Work instructions: Condense the paragraph in the forum thread on renewing an email alias that begins "I have had an email alias" into a short bulleted list that keeps its main facts.

# Ancient Digital Crowd email alias



## dowhatyoulike (Dec 27, 2005)

I have had an email alias from you for 7 or 8 years or so. It works very nicely, but I seem to pay for it intermittently. I received an email today that my service expired last July, and my grace period runs out in January. But I cannot navigate to a place that contains information about renewal or payment for my macsrule.com alias. Possibly the service I have is being discontinued or strangled? I would gladly send you some money, I just cannot figure out how. 

raffy@macsrule.com


----------



## mdnky (Dec 27, 2005)

http://www.macosx.com/services/


----------



## dowhatyoulike (Dec 28, 2005)

I went to "services" clicked on "your account" clicked on "activate/renew"
But the paypal link is busted.


----------



## ScottW (Dec 28, 2005)

The link in the email should be accurate.

http://www.macosx.com/forums/payments.php

Go down to Email Service Subscription and choose the payment amount $9.95 and proceed with renewing.


----------



## dowhatyoulike (Dec 28, 2005)

I was just confused because there was no place to specify that it was my macsrule.com alias that I was renewing. I sent the funds. Thanks for providing this service. I'm done here, this thread can fall off, now.

Aside: I took my three kids (17, 20, 22) to see the Stones, in Hershey, Oct 1.
Took about 80 pics. About 20 turned out OK. Here's the slide show.


----------



## mediate (Jan 2, 2006)

I followed your intended process to renew my subscription, but the Payment Options field offers no options. There is only one method available: PayPal. I didn't get the memo: Do I need a PayPal account in order to continue my macosx.com account?


----------

Source excerpt:
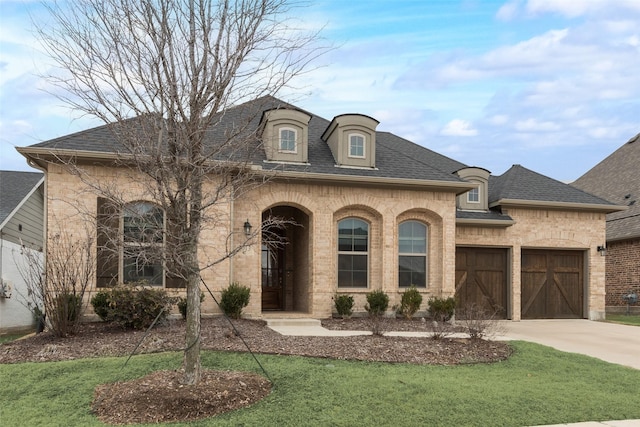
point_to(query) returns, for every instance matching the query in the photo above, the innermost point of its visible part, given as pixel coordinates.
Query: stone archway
(286, 269)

Response for this exercise:
- The alias has been in use for about 7 or 8 years and works well, but payment for it has been intermittent.
- An email received today said the service expired last July and the grace period runs out in January.
- No page could be found with renewal or payment information for the macsrule.com alias, raising the question of whether the service is being discontinued.
- The poster would gladly pay but cannot figure out how.